Set exercise
Reproduce only the listing lines from the one containing "phrase -- green tree" down to the one containing "(1006, 247)", both included, substituting "parking area" for "parking lot" and leaving all else unchanged.

Data shown
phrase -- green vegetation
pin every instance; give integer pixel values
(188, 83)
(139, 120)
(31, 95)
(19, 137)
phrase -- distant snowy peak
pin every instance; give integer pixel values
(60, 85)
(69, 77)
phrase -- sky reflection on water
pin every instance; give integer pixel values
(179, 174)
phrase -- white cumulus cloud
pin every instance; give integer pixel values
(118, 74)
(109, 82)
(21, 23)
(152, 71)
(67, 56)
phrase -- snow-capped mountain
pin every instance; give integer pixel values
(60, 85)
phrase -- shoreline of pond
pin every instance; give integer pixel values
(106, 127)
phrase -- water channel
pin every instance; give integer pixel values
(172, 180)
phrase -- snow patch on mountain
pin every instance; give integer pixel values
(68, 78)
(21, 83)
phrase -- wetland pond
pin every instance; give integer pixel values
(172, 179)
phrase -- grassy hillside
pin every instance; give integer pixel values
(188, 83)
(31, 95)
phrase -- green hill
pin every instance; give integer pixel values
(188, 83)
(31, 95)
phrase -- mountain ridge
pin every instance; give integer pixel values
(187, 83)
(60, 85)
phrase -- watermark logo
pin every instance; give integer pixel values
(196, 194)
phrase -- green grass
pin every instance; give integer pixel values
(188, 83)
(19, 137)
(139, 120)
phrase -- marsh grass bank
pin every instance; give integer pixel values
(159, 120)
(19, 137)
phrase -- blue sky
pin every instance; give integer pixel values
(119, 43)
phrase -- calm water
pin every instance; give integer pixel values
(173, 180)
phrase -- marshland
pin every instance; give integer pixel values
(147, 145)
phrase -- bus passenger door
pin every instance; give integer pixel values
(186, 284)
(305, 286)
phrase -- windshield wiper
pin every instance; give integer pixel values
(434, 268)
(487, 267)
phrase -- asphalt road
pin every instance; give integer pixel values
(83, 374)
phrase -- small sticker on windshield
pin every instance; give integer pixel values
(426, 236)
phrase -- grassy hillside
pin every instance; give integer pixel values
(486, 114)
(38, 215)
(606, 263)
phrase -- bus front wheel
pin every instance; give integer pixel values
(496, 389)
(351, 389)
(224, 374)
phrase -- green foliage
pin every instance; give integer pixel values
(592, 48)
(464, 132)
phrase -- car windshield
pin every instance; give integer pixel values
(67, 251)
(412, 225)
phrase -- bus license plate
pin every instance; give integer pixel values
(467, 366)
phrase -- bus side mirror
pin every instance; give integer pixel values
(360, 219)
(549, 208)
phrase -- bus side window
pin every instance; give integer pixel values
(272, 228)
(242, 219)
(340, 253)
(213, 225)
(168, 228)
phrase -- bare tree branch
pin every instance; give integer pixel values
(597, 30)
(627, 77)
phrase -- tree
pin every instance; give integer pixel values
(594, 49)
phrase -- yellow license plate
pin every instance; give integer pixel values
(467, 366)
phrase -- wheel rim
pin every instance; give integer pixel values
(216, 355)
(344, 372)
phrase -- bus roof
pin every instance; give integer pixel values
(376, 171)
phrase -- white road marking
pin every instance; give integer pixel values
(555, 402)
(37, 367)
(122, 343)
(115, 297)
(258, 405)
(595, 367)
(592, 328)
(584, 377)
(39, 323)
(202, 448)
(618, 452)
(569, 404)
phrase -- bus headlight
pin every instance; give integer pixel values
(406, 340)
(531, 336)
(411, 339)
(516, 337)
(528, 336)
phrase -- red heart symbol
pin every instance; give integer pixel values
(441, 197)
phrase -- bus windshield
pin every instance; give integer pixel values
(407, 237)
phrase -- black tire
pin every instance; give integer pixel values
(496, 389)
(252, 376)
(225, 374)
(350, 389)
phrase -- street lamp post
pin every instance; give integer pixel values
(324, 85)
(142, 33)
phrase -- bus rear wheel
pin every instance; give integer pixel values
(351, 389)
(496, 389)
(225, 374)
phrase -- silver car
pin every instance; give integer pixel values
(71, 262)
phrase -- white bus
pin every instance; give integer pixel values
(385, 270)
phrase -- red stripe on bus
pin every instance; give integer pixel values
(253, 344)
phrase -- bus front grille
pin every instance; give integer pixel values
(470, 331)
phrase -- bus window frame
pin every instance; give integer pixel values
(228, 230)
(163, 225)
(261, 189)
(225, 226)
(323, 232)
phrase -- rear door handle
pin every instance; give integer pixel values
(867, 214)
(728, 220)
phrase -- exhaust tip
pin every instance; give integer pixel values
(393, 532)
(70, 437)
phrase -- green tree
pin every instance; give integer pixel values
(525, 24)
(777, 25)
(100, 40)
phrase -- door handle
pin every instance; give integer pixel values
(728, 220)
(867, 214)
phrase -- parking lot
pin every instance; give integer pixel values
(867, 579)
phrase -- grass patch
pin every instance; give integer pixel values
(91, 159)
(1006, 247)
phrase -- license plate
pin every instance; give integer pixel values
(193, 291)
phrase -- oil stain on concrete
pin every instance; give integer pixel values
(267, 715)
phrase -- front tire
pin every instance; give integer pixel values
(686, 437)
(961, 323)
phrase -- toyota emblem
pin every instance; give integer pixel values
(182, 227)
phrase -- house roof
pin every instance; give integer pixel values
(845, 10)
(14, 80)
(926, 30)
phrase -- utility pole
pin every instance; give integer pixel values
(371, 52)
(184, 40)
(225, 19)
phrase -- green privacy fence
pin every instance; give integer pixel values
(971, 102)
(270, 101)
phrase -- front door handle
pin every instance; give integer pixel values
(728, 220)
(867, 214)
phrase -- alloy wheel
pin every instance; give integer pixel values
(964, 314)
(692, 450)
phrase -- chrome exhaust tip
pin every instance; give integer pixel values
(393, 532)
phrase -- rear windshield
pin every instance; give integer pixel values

Answer to the task
phrase -- green tree
pin every instance; give integer pixel values
(525, 24)
(777, 25)
(100, 40)
phrase -- door handle
pin every instance; give integer pixel values
(728, 220)
(867, 214)
phrase -- parking area
pin every instance; give integer pixel values
(867, 579)
phrase -- grass patch
pin every instance; give integer pixel values
(91, 159)
(1006, 247)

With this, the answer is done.